• [EXCERPTED TEXT]
+++++
Patterns in the Use of Axillary Operations for Patients with Node-Positive Breast Cancer After Neoadjuvant Chemotherapy: A National Cancer Database (NCDB) Analysis

Marissa K Srour, Joshua Tseng, Michael Luu, Rodrigo F Alban, Armando E Giuliano, Alice Chung
Annals of Surgical Oncology 2019, 26 (10): 3305-3311

BACKGROUND: The American College of Surgeons Oncology Group (ACOSOG) Z1071 and Sentinel Neoadjuvant (SENTINA) trials of sentinel node biopsy for node-positive breast cancer treated with neoadjuvant chemotherapy (NAC) demonstrated false-negative rates that varied on the basis of surgical technique. This study evaluated trends in axillary operations before and after publication of these trials.

METHODS: This study analyzed patients from National Cancer Database (NCDB) with clinical T0 through T4, N1 and N2, M0 breast cancer who received NAC from 1 January 2012 to 31 December 2015 and sentinel lymph node biopsy (SNB) or axillary lymph node dissection (ALND). The patients were divided into the following groups: SNB, ALND, and (SNB + ALND).
+++++
• [LIST OF TASKS]
A. Reproduce the part of the breast cancer abstract from "Patterns in the" up to and including "of these trials.".
B. Write the next part of the abstract on axillary operations after neoadjuvant chemotherapy, starting after its last sentence.

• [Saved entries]
+++++
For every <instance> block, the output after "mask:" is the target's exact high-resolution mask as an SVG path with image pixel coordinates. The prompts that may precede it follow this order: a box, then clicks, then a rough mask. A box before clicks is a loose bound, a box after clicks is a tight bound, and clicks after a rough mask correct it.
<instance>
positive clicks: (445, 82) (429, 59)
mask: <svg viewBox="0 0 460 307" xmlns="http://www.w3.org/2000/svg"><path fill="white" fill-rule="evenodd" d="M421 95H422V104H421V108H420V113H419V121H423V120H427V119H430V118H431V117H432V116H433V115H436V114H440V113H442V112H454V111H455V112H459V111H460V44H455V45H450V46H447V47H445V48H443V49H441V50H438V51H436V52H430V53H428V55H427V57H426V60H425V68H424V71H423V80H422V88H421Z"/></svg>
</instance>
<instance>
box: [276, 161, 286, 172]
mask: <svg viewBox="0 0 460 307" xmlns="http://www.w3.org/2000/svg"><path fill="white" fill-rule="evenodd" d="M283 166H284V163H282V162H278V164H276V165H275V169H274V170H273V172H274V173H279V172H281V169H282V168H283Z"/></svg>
+++++
• [ANSWER SECTION]
A.
Patterns in the Use of Axillary Operations for Patients with Node-Positive Breast Cancer After Neoadjuvant Chemotherapy: A National Cancer Database (NCDB) Analysis

Marissa K Srour, Joshua Tseng, Michael Luu, Rodrigo F Alban, Armando E Giuliano, Alice Chung
Annals of Surgical Oncology 2019, 26 (10): 3305-3311

BACKGROUND: The American College of Surgeons Oncology Group (ACOSOG) Z1071 and Sentinel Neoadjuvant (SENTINA) trials of sentinel node biopsy for node-positive breast cancer treated with neoadjuvant chemotherapy (NAC) demonstrated false-negative rates that varied on the basis of surgical technique. This study evaluated trends in axillary operations before and after publication of these trials.

B.
RESULTS: Of the 32,036 evaluable patients identified in this study. 5565 had SNB, 19,930 had ALND, and 6541 had SNB + ALND. Compared with the ALND group, the SNB group was younger, had more invasive ductal cancers, and had lower clinical T- and N-stage disease (p < 0.001). The patients in the SNB group had a higher rate of estrogen receptor-positive and triple-negative breast cancers, but a lower rate of human epidermal growth factor receptor 2 (HER2)-positive cancer (p < 0.001). The nodal pathologic complete response (PCR) rate, defined as no residual invasive cancer, was 66.5% in the SNB group and 33.1% in the ALND group. Since 2013, the rate of ALND has decreased from 88.7 to 77.1% in both community and academic institutions (p < 0.001).

CONCLUSION: Since publication of the ACOSOG Z1071 and SENTINA trials, the national rates of ALND in node positive breast cancer treated with NAC have decreased despite reported false-negative SNB rates and lack of prospective outcome data regarding the oncologic safety of ALND omission.